* _Exercise tasks_
[a] Decide whether each statement below agrees with the excerpt about the care order, answering yes or no and quoting the deciding words of the excerpt: (i) the first applicant requested a transfer to another foster home; (ii) the first applicant has been deprived of her parental rights; (iii) the mother could de facto see her children once every two weeks.
[b] Reproduce everything in the excerpt about the care order from "2. The applicants" down to "another foster home.".

* _Selected text_
(begin)

It follows that this part of the application is manifestly
ill-founded within the meaning of Article 27 para. 2 (Art. 27-2) of the
Convention.
2. The applicants also complain of the way in which the care order
was implemented and consider this to violate Article 8 (Art. 8) of the
Convention in various ways.
a) As regards the first applicant and her sons their complaints
relate to the conditions in the foster homes and the restrictions on
access, both as regards physical contacts and telephone contacts, the
latter only in so far as J is concerned. In respect of the restrictions
on telephone contacts they also rely on Article 10 (Art. 10) of the
Convention.
As regards the conditions in the foster homes the applicants
submit that P's foster father is a violent alcoholic and that the
conditions in that home thus endanger P's health and development. The
Government maintain that the domestic remedies have not been exhausted
in that no request has been made for a transfer to another foster home.
The Commission agrees with the Government on this point. Under
Swedish law it is for the social authorities to monitor the proper
implementation of the care order which includes a regular control of
the foster home conditions. The custody holder, in the present case the
first applicant, nevertheless has a right to request a transfer to
another foster home and may, pursuant to section 14 of the 1990 Act,
bring any decision to that effect before the administrative courts for
determination. This the first applicant did not do and she therefore
did not exhaust the remedies available to her under Swedish law. Since
the Commission has found no special circumstances which might have
absolved the applicant from exhausting this remedy it follows that this
part of the application must be rejected under Article 27 para. 2
(Art. 27-2) of the Convention.
As for the remaining aspects of the implementation of the care
order in respect of the first applicant and her children, the
Commission notes that there appears to be no question of the children
being adopted, and the first applicant has not been deprived of her
parental rights. Nevertheless the restriction of access was an
interference with the right to respect for family life within the
meaning of Article 8 para. 1 (Art. 8-1) of the Convention and the
Commission must therefore examine whether this interference complied
with para. 2 of this provision.
The Commission finds that the interference was in accordance with
law and had a legitimate aim (cf. Eur. Court H.R., Margareta and Roger
Andersson judgment of 25 February 1992, Series A no. 226-A, pp. 25 -
28, paras. 74 - 87). What remains is accordingly to consider whether
it was "necessary". In this respect the Commission recalls that
initially no decisions regarding access between mother and children
were made but that she could de facto see her children once every two
weeks for 21/2 hours. Likewise certain arrangements were made in order
to allow the grandparents and J's father to visit or meet the children.

(end)

* _Stored data_
(begin)

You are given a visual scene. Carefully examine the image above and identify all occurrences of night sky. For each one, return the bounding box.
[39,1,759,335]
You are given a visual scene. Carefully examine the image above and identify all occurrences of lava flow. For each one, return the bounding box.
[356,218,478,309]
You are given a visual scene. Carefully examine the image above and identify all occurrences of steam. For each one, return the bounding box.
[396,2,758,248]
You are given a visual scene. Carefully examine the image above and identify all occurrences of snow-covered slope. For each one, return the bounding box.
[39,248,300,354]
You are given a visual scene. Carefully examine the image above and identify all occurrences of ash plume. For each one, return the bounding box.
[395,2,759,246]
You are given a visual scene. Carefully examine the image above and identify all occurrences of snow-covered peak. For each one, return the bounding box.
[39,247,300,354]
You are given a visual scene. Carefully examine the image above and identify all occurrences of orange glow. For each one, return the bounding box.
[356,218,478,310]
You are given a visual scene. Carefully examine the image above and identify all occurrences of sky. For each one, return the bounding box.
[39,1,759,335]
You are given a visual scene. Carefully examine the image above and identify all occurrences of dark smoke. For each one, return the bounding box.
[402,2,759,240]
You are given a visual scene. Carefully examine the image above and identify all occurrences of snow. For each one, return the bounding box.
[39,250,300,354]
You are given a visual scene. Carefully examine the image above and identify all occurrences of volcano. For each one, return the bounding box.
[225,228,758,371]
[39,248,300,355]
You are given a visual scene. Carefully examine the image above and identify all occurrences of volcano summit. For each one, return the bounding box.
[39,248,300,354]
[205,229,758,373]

(end)

* _Written answers_
[a]
(i) No: "This the first applicant did not do and she therefore did not exhaust the remedies available to her under Swedish law."
(ii) No: "the first applicant has not been deprived of her parental rights."
(iii) Yes: "she could de facto see her children once every two weeks"

[b]
2. The applicants also complain of the way in which the care order
was implemented and consider this to violate Article 8 (Art. 8) of the
Convention in various ways.
a) As regards the first applicant and her sons their complaints
relate to the conditions in the foster homes and the restrictions on
access, both as regards physical contacts and telephone contacts, the
latter only in so far as J is concerned. In respect of the restrictions
on telephone contacts they also rely on Article 10 (Art. 10) of the
Convention.
As regards the conditions in the foster homes the applicants
submit that P's foster father is a violent alcoholic and that the
conditions in that home thus endanger P's health and development. The
Government maintain that the domestic remedies have not been exhausted
in that no request has been made for a transfer to another foster home.